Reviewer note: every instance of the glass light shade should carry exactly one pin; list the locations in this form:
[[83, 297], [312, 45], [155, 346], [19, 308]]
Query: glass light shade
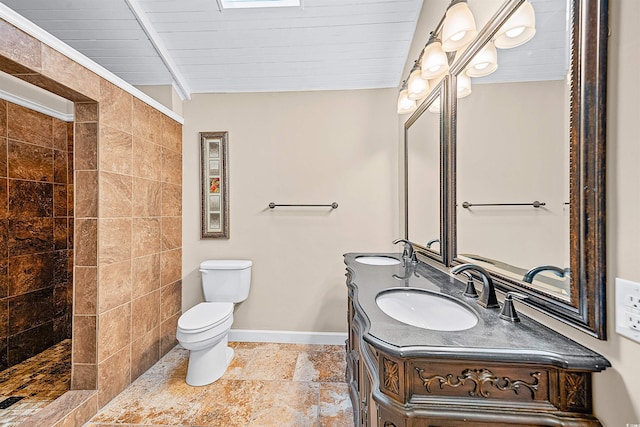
[[406, 105], [485, 62], [519, 28], [434, 60], [463, 85], [435, 106], [417, 87], [459, 27]]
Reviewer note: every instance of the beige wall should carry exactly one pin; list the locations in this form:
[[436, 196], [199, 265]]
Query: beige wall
[[305, 147], [616, 390]]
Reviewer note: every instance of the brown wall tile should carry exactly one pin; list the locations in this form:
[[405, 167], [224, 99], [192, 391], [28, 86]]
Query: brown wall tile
[[60, 166], [86, 290], [171, 233], [84, 339], [86, 242], [30, 236], [116, 148], [146, 236], [3, 157], [86, 146], [60, 198], [115, 240], [3, 118], [20, 47], [146, 197], [171, 200], [30, 162], [115, 195], [69, 73], [4, 198], [60, 137], [30, 199], [171, 300], [116, 107], [145, 314], [171, 134], [86, 194], [114, 331], [146, 121], [145, 274], [115, 285], [84, 376], [114, 375], [145, 352], [30, 272], [170, 266], [171, 167], [168, 334], [147, 159], [27, 125]]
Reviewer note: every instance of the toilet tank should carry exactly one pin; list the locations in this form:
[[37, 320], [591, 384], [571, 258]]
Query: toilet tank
[[225, 280]]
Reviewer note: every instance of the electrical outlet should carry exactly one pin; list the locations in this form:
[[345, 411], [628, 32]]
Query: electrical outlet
[[628, 309]]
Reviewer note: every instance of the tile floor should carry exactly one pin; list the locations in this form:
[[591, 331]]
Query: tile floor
[[266, 385], [38, 381]]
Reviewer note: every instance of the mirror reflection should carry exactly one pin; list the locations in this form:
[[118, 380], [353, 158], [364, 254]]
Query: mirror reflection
[[512, 161], [422, 169]]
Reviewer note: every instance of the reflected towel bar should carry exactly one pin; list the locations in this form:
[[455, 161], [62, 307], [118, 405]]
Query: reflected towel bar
[[333, 205], [535, 204]]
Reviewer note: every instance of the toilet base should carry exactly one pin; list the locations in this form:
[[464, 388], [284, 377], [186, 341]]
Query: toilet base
[[209, 364]]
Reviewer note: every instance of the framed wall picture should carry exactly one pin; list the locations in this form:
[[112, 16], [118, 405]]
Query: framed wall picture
[[214, 185]]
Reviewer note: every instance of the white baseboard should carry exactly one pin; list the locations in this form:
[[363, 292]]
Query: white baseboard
[[288, 337]]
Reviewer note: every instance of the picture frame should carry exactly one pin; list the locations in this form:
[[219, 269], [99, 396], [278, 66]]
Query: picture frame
[[214, 185]]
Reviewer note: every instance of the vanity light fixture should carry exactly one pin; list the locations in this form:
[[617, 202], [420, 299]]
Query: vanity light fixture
[[417, 87], [519, 28], [485, 62], [405, 105], [434, 60], [463, 86], [459, 27]]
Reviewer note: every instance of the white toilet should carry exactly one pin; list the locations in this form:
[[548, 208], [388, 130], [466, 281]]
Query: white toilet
[[204, 328]]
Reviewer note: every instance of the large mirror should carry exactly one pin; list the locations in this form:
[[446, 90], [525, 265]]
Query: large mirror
[[423, 137], [529, 162]]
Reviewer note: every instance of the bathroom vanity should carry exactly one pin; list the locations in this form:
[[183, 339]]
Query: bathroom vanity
[[496, 372]]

★ ★ ★ ★

## Problem details:
Repeat each entry exactly. Pictures do not belong in the copy.

## Response area:
Reviewer note: every instance of the glass light shade should carry exactly one pin; list the locations in this form:
[[83, 297], [312, 45], [155, 346], [19, 308]]
Query: glass light shade
[[406, 105], [485, 62], [519, 28], [434, 60], [463, 85], [435, 106], [417, 87], [459, 27]]
Reviewer note: every instance of the beige wall should carry exactly one pin; list the locations in this form:
[[436, 196], [199, 265]]
Query: beige wall
[[305, 147], [616, 390]]
Reviewer note: every instance of the brown wall tile should carry exactly one pin; list the locations in this form:
[[405, 167], [224, 99], [192, 391], [28, 86]]
Query: brown wall tile
[[60, 166], [86, 290], [171, 233], [84, 339], [86, 242], [30, 236], [116, 148], [146, 236], [3, 157], [86, 146], [60, 198], [115, 240], [3, 118], [20, 47], [146, 197], [171, 200], [30, 162], [115, 195], [69, 73], [4, 198], [60, 137], [30, 199], [171, 300], [116, 107], [145, 314], [171, 134], [86, 194], [114, 331], [146, 121], [145, 274], [115, 285], [84, 376], [114, 375], [145, 352], [30, 272], [170, 266], [171, 167], [168, 334], [147, 159], [27, 125]]
Reviewer note: every instance of the toilet tank should carry exactly one pin; list the locations in this form:
[[37, 320], [591, 384], [571, 258]]
Query: toilet tank
[[225, 280]]
Reviewer note: every instance of the electrical outlet should carry exactly one pin; list the locations in this form:
[[345, 411], [628, 32]]
Query: electrical outlet
[[628, 309]]
Reviewer note: every instance of the tile floor should carry exactly one pin; list the locations in this form:
[[591, 331]]
Query: tile floor
[[266, 385], [38, 381]]
Reviewer note: every instance of the mirror reflection should carry exactly one pin; list the locations in this form:
[[118, 380], [353, 158], [364, 254]]
Query: mirror reflection
[[512, 161], [422, 169]]
Reviewer note: every instance of the reflected towel bar should carry exactly one pin; list the locations in this form:
[[455, 161], [62, 307], [118, 405]]
Query: reflected towel bar
[[333, 205], [535, 204]]
Reviewer note: every instance of the toilet base should carry exactly one pin; list the locations in this form:
[[464, 388], [284, 377], [186, 341]]
Query: toilet base
[[209, 364]]
Reviewer note: every instance of the framed wall picture should carry exactly one pin; list the locations in this form:
[[112, 16], [118, 405]]
Query: framed wall picture
[[214, 185]]
Reviewer note: every instance of the white baseboard should carry exactly one pin; list the locations in this form:
[[363, 292]]
Query: white baseboard
[[288, 337]]
Reviewer note: every instance of the picture frame should carry exactly one pin; list the locations in this form:
[[219, 269], [99, 396], [278, 66]]
Query: picture frame
[[214, 185]]
Reviewer note: every instance of the vanity light fixture should carry exactly one pin; list the locations in this form:
[[617, 202], [420, 299]]
Query: vanity light fixture
[[417, 87], [519, 28], [485, 62], [405, 105], [434, 60], [463, 86], [459, 27]]
Reviewer note: every instance of the white toilet should carry exactly one pin; list the locations in this form:
[[548, 208], [388, 130], [466, 281]]
Query: white toilet
[[204, 328]]
Reviewer note: every instance of the large mirror should carry exactly one pin; list the locations in this form:
[[446, 90], [525, 265]]
Query: large mirror
[[423, 137], [529, 162]]
Reviewer note: every instance of the bathroom vanity should carry exactly one pin; list the locations in this form:
[[183, 339]]
Query: bathroom vanity
[[496, 372]]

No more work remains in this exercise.